# Upcoming FW Raven Guard releases (new pics on page 4)



## tu_shan82 (Mar 7, 2008)

Ravendove @ Librarium Online said:


> So I just got off the phone with a very nice chap from Forgeworld. I had asked about upcoming Raven Guard releases (because I've got a fair number of RG Marines sitting here with shoulder pads not glued on yet). He was able to confirm the following:
> 
> Raven Guard will get:
> - Power Armour Shoulder Pads
> ...


So it looks like the Raven Guard are getting some FW lovin.


----------



## ultramarine v2 (Nov 11, 2009)

THATS awsome.
good work man!
its long needed tbh.


----------



## Stella Cadente (Dec 25, 2006)

hmm, interesting I guess, but its Raven guard, after ultraturds and blood pigeons there next in the top hated chapters, although there dread looks nice


----------



## Catpain Rich (Dec 13, 2008)

Stella Cadente said:


> hmm, interesting I guess, but its Raven guard, after ultraturds and blood pigeons there next in the top hated chapters, although there dread looks nice


Why are Raven guard hated? as i've never heard anything like this before.


----------



## Stella Cadente (Dec 25, 2006)

PROMPT 1: How many lines of the records contain the word "jacket"? Count them and reply with the number alone.
The Raven Guard thread and the records come from unrelated sources.

Dataset entries:
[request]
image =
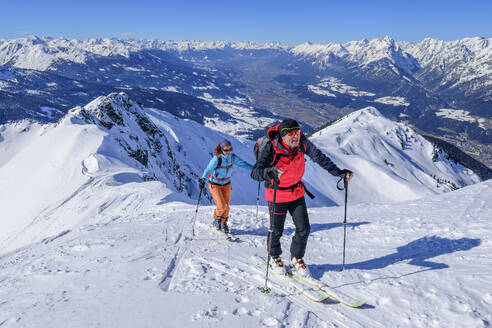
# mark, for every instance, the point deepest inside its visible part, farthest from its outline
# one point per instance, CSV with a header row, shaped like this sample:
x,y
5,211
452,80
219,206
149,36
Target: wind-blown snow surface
x,y
55,176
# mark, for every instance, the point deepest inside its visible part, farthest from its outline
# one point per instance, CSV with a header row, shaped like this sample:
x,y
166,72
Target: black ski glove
x,y
272,173
346,174
201,183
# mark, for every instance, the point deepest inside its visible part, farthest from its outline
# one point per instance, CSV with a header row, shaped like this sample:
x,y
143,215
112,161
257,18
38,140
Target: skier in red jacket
x,y
282,160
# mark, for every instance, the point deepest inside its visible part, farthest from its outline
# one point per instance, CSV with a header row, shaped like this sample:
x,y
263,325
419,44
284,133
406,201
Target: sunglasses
x,y
294,133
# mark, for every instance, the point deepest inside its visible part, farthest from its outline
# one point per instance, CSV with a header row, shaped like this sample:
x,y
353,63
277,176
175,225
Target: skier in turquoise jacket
x,y
218,173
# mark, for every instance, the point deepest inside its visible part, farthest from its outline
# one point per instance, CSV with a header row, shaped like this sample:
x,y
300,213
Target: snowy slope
x,y
422,263
51,174
96,210
390,160
55,171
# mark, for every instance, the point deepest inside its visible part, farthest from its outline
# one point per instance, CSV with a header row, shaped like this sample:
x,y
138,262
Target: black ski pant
x,y
278,213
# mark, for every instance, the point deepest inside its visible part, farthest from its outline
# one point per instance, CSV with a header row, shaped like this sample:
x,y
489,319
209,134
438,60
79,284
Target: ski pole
x,y
258,200
196,214
265,289
345,185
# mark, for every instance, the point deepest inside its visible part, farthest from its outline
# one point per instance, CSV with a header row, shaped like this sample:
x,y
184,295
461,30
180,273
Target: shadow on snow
x,y
263,231
418,253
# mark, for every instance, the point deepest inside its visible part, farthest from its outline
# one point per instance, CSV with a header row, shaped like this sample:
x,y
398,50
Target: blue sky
x,y
289,22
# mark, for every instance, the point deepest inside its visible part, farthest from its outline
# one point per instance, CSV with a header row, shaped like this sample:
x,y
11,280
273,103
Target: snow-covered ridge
x,y
81,163
390,160
362,52
40,53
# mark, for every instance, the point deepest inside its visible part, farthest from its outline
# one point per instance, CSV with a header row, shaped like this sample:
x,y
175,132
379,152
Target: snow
x,y
457,114
395,101
90,238
333,84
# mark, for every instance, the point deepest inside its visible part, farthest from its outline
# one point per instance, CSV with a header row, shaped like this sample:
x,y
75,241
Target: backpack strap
x,y
219,165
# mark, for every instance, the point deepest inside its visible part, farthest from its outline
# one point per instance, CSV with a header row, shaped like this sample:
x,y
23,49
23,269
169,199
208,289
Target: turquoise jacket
x,y
222,175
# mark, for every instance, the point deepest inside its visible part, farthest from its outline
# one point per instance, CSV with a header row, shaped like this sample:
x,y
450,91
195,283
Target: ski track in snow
x,y
423,263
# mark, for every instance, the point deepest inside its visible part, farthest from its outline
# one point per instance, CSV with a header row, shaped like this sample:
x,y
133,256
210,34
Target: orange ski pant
x,y
222,198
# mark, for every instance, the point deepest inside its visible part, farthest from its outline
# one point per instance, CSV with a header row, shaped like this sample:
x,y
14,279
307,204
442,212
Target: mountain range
x,y
441,88
102,226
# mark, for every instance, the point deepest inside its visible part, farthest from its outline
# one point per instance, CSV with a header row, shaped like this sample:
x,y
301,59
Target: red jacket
x,y
292,162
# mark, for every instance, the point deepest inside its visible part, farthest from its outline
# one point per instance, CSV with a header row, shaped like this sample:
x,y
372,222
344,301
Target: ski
x,y
328,291
226,236
309,292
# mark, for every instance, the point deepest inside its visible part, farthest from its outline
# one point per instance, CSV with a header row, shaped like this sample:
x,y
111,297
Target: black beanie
x,y
287,126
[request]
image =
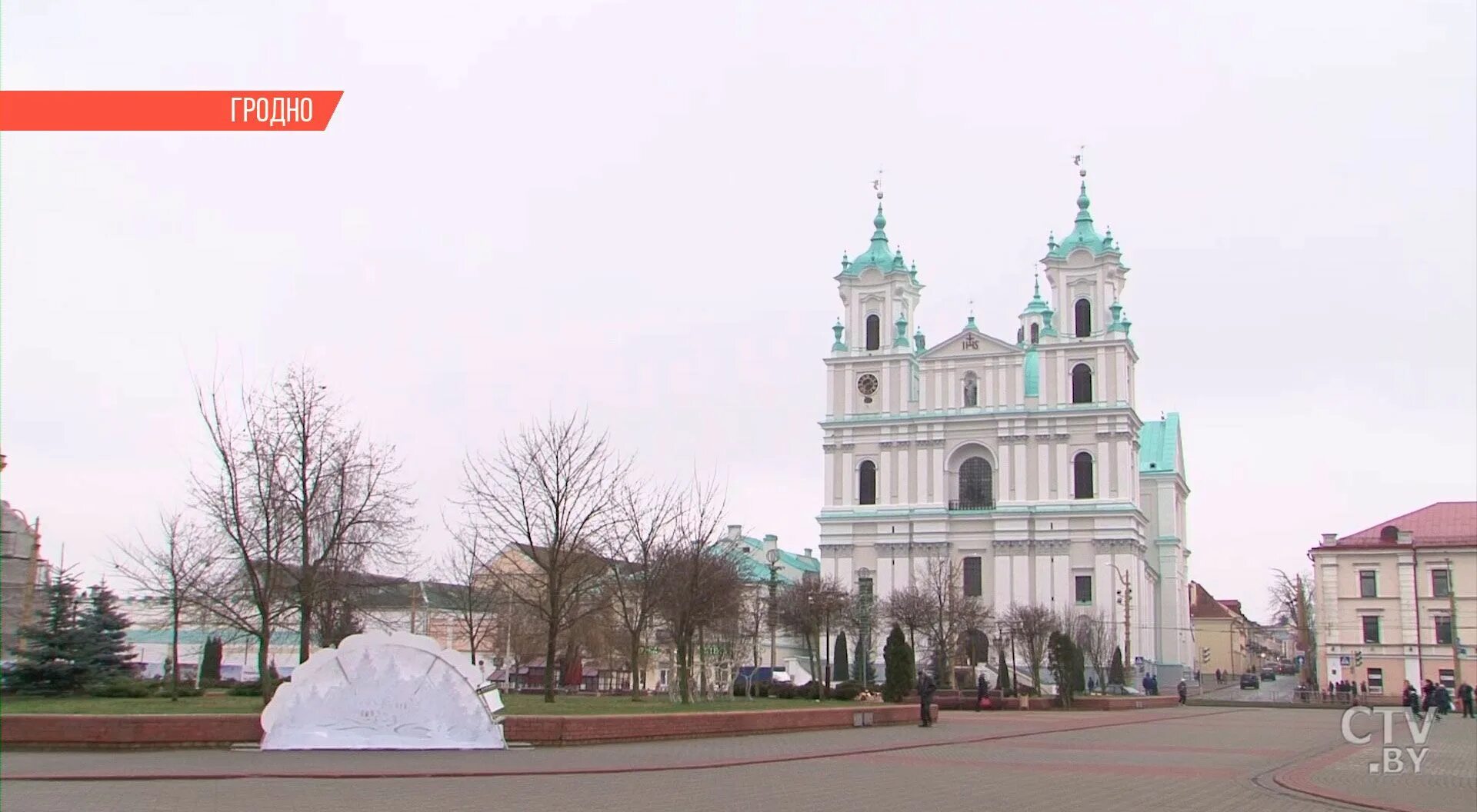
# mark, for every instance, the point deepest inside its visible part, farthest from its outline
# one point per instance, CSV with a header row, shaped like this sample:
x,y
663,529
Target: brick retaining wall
x,y
155,730
61,731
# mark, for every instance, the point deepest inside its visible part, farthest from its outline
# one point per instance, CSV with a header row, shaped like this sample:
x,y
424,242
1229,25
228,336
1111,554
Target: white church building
x,y
1024,460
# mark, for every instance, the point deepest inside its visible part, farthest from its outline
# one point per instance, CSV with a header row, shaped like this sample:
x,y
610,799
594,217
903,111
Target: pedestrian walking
x,y
926,688
1442,701
1412,699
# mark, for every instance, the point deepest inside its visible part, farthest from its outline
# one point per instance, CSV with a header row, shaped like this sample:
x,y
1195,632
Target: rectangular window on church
x,y
1443,631
1085,590
1366,584
974,585
1371,627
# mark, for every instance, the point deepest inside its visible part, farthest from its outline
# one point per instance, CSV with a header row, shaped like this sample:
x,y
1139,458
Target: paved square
x,y
1183,759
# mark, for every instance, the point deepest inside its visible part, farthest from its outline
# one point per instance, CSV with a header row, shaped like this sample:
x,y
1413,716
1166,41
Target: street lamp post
x,y
1127,614
1457,650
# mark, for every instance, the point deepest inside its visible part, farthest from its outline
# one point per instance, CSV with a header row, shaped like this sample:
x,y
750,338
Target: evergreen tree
x,y
210,659
1065,664
841,664
51,659
897,656
105,635
1079,667
1115,671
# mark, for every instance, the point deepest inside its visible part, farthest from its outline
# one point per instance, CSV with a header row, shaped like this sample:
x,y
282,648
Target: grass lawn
x,y
517,704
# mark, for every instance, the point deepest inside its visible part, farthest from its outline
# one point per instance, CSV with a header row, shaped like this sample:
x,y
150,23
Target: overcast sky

PROMPT 2: Could you update the Raven Guard thread from "Ravendove @ Librarium" to "some FW lovin." by putting "Forge World" in place of "Forgeworld" and writing out that stretch?

WRITTEN SOLUTION 1: 4

WRITTEN SOLUTION 2:
Ravendove @ Librarium Online said:


> So I just got off the phone with a very nice chap from Forge World. I had asked about upcoming Raven Guard releases (because I've got a fair number of RG Marines sitting here with shoulder pads not glued on yet). He was able to confirm the following:
> 
> Raven Guard will get:
> - Power Armour Shoulder Pads
> ...


So it looks like the Raven Guard are getting some FW lovin.